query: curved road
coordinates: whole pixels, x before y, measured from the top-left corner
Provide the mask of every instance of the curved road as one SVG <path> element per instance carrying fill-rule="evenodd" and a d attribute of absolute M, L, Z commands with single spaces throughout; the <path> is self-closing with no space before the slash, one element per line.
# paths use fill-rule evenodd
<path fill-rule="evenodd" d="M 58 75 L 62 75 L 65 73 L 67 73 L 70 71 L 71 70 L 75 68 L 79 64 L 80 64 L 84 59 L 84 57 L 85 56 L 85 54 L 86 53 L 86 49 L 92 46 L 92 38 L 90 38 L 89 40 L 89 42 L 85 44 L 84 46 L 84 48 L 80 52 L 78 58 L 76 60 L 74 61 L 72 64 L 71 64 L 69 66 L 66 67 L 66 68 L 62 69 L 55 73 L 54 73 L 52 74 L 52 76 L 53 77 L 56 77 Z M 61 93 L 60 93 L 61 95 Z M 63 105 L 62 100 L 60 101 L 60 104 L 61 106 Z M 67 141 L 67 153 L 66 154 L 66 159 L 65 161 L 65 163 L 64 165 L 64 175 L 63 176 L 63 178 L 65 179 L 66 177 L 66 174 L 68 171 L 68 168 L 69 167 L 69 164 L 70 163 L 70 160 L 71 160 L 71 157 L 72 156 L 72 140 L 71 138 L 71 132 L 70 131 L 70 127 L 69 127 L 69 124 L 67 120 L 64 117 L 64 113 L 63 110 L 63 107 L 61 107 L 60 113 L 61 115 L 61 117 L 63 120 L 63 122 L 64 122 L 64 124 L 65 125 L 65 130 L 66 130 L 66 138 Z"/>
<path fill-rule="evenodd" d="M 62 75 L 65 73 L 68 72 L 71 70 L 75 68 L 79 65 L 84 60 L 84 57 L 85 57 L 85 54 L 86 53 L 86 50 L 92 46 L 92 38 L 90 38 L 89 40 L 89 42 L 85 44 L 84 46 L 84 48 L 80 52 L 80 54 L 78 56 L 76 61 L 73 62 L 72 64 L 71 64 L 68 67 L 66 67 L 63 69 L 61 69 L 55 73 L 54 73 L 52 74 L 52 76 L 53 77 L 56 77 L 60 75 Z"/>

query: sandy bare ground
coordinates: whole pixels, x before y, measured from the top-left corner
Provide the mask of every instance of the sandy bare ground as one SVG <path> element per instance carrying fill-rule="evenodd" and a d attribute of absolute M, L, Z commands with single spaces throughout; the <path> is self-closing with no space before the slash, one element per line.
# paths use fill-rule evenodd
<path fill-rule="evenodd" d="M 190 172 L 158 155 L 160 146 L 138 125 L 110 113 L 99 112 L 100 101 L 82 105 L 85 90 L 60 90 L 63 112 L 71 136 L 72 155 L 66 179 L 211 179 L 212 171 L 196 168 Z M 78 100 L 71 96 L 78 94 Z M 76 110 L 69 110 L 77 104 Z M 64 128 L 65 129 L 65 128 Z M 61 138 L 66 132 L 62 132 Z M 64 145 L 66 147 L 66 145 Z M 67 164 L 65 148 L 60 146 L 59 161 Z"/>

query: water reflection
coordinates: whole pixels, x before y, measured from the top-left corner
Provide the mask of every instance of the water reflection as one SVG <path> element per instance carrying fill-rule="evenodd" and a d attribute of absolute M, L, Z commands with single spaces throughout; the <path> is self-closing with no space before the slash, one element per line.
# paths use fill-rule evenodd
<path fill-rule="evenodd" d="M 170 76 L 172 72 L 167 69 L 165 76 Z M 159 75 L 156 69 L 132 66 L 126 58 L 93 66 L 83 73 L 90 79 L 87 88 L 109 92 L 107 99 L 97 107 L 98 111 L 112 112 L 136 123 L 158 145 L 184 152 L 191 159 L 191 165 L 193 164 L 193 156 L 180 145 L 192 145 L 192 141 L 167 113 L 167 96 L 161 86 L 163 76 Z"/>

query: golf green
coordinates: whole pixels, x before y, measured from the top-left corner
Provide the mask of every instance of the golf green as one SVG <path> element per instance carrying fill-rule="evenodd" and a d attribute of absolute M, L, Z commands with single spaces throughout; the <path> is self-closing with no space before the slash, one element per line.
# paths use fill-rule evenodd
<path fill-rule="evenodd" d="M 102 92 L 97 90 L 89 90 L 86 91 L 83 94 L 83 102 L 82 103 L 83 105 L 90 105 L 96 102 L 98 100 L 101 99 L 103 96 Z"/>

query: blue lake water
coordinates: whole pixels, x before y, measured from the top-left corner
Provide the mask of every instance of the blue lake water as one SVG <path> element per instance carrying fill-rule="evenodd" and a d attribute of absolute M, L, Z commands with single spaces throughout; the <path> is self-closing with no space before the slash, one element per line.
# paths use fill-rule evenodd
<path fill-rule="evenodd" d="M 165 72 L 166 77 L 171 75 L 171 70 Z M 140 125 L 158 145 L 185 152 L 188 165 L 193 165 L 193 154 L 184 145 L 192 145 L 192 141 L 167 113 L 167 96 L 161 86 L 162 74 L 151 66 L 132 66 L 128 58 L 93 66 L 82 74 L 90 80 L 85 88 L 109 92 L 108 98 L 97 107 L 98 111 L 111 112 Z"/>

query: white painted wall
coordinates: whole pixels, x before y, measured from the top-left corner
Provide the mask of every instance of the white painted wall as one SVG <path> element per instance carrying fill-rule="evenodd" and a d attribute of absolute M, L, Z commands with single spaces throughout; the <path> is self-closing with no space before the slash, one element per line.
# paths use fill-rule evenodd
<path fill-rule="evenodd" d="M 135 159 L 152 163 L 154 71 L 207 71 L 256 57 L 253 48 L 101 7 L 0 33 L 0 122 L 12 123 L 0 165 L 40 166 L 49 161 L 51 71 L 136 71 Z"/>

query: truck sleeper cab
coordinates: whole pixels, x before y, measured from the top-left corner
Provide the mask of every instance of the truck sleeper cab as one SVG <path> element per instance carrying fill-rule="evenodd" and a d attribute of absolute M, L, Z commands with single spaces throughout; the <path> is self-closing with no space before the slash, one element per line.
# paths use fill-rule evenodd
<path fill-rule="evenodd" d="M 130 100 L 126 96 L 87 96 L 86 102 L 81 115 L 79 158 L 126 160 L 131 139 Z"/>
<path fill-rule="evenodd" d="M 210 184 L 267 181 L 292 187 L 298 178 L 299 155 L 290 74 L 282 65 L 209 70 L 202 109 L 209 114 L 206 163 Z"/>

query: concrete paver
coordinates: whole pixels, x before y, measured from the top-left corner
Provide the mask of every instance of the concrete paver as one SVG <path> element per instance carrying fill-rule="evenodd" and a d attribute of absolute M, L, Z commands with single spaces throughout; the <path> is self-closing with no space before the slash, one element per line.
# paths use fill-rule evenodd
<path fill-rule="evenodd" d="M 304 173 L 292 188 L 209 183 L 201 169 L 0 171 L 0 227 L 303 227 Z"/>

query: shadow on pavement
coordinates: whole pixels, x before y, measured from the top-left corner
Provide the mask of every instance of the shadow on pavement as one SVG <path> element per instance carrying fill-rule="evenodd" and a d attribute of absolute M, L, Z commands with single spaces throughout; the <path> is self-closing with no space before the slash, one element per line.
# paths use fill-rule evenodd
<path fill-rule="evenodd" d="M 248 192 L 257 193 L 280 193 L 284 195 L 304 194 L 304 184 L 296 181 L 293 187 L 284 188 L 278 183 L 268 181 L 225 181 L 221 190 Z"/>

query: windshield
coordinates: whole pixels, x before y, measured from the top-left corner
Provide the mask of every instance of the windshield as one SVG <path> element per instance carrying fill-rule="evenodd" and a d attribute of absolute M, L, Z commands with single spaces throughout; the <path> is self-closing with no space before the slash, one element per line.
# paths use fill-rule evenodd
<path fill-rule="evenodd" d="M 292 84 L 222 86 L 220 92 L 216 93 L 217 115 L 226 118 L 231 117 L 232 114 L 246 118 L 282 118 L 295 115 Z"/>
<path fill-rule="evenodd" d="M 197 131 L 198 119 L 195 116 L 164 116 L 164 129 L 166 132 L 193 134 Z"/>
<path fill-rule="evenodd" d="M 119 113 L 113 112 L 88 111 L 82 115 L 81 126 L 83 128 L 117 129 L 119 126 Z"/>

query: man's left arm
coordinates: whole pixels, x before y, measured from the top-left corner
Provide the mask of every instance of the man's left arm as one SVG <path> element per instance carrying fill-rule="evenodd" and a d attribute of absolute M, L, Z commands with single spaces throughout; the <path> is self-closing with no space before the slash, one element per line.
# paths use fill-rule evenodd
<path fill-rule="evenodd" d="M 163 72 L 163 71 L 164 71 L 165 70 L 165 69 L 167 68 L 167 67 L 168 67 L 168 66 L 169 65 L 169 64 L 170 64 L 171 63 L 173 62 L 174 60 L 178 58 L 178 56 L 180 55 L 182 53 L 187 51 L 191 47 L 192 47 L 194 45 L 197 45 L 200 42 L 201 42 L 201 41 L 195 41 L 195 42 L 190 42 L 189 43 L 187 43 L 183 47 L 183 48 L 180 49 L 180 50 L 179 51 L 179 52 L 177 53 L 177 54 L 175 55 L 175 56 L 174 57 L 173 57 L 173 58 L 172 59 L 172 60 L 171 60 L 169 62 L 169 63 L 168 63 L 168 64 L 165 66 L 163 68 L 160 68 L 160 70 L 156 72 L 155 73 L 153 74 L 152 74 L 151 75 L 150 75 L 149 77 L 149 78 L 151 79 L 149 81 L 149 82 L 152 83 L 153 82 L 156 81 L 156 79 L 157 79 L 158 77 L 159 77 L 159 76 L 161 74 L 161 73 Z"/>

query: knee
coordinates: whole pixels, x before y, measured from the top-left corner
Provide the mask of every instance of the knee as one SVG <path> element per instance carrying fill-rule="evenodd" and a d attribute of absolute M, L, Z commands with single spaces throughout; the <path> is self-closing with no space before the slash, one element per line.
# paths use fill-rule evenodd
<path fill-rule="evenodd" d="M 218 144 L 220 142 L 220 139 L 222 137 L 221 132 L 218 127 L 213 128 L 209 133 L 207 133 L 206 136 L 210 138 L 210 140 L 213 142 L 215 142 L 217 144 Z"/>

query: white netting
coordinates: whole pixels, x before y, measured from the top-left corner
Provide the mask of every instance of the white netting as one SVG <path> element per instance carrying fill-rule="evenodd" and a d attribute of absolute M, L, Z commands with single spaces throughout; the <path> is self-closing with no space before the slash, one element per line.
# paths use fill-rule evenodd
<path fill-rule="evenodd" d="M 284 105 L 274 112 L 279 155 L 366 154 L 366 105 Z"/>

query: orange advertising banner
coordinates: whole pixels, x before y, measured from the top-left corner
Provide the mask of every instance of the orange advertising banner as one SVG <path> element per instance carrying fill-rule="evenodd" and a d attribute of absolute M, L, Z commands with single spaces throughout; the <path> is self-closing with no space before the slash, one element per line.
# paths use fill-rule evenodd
::::::::::
- PROBLEM TO WORK ON -
Rewrite the lines of the entries that begin with the line containing "query: sandy bare ground" and continue through the line containing "170 76 L 172", replacing "top-left corner" with "upper-left corner" and leaving everything else unchanged.

- EXPECTED OUTPUT -
query: sandy bare ground
coordinates: whole pixels, x before y, measured from the upper-left corner
Provide the mask of every instance of the sandy bare ground as one SVG <path> element per instance carrying fill-rule="evenodd" and a d attribute of absolute M, L, Z commands with single spaces throughout; the <path> is self-closing with no space before the slash, one element per line.
# paths use fill-rule evenodd
<path fill-rule="evenodd" d="M 190 172 L 158 155 L 160 146 L 138 125 L 110 113 L 99 112 L 100 101 L 82 105 L 85 90 L 60 90 L 63 112 L 71 136 L 72 155 L 66 179 L 211 179 L 212 171 L 196 168 Z M 78 100 L 71 96 L 78 94 Z M 76 110 L 69 110 L 77 104 Z M 64 128 L 65 129 L 65 128 Z M 61 138 L 66 132 L 62 132 Z M 64 145 L 66 147 L 66 145 Z M 67 164 L 65 148 L 60 146 L 59 161 Z"/>

query: water reflection
coordinates: whole pixels, x before y, measured from the upper-left corner
Provide the mask of every instance of the water reflection as one SVG <path> element per instance carrying fill-rule="evenodd" and a d attribute of absolute M, L, Z commands with single spaces throughout; the <path> is self-closing with no space before the slash, one element per line.
# paths use fill-rule evenodd
<path fill-rule="evenodd" d="M 170 76 L 172 72 L 167 69 L 165 76 Z M 159 75 L 156 69 L 132 66 L 126 58 L 93 66 L 83 73 L 90 79 L 87 88 L 109 92 L 107 99 L 97 107 L 98 111 L 112 112 L 136 123 L 158 145 L 184 152 L 191 159 L 191 165 L 193 164 L 193 156 L 180 145 L 192 145 L 192 141 L 167 113 L 167 96 L 161 86 L 163 76 Z"/>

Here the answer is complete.